Records contained in a dataset:
──────
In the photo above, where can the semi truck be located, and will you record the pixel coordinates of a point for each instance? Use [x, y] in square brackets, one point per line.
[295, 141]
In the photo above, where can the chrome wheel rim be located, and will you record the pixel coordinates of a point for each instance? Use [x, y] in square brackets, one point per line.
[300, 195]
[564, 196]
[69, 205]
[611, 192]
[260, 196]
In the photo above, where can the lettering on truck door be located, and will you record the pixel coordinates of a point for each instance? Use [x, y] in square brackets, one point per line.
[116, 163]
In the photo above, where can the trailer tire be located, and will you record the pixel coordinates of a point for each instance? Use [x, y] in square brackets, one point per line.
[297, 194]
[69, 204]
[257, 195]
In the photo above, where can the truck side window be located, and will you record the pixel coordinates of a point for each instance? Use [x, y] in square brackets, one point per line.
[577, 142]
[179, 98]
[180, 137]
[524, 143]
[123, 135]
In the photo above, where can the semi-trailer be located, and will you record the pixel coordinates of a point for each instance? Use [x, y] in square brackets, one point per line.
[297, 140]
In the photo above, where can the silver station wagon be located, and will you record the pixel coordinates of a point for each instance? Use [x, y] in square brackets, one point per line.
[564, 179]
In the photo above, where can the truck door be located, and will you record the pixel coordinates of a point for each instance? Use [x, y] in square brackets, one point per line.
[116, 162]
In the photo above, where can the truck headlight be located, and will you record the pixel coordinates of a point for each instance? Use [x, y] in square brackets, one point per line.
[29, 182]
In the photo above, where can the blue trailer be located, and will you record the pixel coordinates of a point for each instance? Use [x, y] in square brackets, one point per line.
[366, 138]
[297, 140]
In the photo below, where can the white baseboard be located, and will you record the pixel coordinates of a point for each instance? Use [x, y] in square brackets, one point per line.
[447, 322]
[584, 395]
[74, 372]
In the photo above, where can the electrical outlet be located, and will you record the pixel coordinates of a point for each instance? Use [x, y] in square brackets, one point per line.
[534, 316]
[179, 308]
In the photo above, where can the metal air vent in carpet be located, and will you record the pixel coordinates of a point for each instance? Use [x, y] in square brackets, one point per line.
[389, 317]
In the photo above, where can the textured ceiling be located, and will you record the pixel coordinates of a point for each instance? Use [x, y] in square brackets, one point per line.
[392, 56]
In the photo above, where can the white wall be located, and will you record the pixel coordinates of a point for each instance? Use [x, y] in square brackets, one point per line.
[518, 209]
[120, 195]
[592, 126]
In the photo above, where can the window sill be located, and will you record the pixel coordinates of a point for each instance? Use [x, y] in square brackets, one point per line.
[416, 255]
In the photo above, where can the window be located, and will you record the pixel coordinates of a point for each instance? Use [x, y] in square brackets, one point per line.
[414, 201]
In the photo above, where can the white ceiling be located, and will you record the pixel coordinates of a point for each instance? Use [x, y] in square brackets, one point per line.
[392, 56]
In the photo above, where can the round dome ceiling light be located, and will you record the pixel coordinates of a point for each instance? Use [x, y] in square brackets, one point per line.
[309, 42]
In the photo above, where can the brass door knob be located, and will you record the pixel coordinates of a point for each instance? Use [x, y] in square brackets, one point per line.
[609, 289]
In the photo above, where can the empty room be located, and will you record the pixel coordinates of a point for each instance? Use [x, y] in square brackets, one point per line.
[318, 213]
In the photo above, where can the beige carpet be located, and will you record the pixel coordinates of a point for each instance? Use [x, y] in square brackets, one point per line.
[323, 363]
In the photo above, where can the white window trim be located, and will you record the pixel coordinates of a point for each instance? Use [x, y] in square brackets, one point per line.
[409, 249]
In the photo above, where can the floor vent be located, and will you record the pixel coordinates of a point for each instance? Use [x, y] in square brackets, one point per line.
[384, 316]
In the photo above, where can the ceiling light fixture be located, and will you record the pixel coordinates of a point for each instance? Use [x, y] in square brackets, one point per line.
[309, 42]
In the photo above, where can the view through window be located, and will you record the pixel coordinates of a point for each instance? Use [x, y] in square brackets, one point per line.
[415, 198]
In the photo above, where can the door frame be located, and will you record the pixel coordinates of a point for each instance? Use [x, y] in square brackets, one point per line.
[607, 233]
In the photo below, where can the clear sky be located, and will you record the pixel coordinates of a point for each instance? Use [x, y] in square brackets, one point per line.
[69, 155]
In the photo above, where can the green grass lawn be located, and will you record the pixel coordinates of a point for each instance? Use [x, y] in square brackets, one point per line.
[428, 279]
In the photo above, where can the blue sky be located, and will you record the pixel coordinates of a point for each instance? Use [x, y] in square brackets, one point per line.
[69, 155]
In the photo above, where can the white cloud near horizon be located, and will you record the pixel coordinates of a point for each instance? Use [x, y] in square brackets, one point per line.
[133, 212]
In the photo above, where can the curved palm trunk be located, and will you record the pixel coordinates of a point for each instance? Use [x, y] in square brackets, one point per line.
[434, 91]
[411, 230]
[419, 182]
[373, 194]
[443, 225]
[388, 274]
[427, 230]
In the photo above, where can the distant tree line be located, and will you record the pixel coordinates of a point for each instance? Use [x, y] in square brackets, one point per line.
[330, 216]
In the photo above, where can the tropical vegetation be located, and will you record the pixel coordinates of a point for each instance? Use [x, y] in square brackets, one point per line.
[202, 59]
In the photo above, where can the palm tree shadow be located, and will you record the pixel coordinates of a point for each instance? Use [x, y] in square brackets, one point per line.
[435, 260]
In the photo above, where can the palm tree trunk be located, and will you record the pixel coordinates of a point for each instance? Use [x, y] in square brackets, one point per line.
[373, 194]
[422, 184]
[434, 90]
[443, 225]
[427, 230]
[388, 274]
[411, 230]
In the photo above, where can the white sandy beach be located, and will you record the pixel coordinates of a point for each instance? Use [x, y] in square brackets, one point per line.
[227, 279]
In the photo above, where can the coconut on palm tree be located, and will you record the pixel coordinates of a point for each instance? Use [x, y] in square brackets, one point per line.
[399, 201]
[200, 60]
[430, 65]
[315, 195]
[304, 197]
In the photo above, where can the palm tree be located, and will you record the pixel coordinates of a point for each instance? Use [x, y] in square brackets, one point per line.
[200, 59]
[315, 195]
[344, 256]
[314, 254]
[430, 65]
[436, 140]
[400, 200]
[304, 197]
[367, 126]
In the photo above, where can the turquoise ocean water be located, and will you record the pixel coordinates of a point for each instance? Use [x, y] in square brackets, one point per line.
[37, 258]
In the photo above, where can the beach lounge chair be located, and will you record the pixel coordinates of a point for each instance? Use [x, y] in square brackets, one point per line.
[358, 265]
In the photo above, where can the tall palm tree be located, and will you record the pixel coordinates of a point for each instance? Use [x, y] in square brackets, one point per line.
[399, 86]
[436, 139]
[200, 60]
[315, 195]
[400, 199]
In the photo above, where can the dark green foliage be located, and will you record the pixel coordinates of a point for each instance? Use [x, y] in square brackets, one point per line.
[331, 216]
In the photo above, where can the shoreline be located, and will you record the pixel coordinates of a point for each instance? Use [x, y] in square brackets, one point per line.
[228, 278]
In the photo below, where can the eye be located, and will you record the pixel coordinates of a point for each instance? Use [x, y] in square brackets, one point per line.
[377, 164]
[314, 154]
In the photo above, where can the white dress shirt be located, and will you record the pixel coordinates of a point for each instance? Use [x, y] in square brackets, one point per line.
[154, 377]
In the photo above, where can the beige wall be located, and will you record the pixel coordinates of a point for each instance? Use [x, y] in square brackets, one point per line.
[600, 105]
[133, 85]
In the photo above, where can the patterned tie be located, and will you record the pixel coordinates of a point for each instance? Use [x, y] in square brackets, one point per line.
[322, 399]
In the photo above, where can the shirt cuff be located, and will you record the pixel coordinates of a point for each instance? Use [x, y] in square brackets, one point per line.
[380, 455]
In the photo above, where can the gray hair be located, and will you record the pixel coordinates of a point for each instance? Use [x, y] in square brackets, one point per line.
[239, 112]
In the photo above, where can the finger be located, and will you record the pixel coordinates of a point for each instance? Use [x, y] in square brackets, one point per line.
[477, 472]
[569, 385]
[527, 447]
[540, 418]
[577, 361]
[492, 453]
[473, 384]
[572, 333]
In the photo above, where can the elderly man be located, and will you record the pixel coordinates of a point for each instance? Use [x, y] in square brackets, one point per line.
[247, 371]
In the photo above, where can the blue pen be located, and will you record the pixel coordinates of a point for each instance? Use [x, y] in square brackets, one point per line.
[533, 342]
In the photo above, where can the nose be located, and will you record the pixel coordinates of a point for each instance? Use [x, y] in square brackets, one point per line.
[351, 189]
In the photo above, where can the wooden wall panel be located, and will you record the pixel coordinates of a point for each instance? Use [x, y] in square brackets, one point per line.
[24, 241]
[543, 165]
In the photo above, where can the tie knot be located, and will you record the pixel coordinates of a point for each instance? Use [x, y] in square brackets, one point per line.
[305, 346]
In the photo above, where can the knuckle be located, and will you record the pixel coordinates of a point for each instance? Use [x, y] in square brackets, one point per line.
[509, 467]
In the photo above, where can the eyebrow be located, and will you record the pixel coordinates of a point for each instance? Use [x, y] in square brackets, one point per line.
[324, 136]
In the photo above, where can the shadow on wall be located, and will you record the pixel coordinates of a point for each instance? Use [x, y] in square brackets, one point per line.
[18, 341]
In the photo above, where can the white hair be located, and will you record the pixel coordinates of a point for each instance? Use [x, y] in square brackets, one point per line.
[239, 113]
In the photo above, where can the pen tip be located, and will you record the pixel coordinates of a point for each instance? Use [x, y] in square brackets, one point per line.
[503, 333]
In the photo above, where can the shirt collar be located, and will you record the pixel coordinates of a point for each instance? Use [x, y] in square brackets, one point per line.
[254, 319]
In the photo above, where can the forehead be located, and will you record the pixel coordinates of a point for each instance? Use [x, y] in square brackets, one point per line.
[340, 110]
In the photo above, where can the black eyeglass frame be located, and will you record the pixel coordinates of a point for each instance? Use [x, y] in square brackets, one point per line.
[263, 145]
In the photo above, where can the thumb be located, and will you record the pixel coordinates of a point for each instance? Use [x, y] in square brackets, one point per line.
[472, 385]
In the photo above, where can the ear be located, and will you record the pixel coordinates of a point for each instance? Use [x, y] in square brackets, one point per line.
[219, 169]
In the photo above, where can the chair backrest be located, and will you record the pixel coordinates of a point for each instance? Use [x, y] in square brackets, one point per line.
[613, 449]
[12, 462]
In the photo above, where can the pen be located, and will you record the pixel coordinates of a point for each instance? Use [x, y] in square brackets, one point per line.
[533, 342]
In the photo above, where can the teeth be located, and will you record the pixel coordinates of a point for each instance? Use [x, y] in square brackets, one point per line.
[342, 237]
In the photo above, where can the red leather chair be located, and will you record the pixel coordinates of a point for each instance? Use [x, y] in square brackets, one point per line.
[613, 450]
──────
Write out, word for word, every line from the one containing "In the photo above, where can the chair" through the last line of the records above.

In the photo above, where can the chair backrest be located, and will you record the pixel coordinates of a point for each instance? Use [x, y] in square brackets, one point per line.
[613, 449]
[12, 462]
In the photo above, where can the pen be located, and will you record the pixel coordinates of a point for each instance? Use [x, y] in square brackets, one point per line.
[533, 342]
In the photo above, where can the teeth be located, and will you record the pixel coordinates of a point for each instance? Use [x, y] in square brackets, one point per line.
[342, 237]
In the photo above, where can the red leather chair be located, and will you record the pixel coordinates of a point for each instance? Use [x, y] in square brackets, one point per line.
[613, 450]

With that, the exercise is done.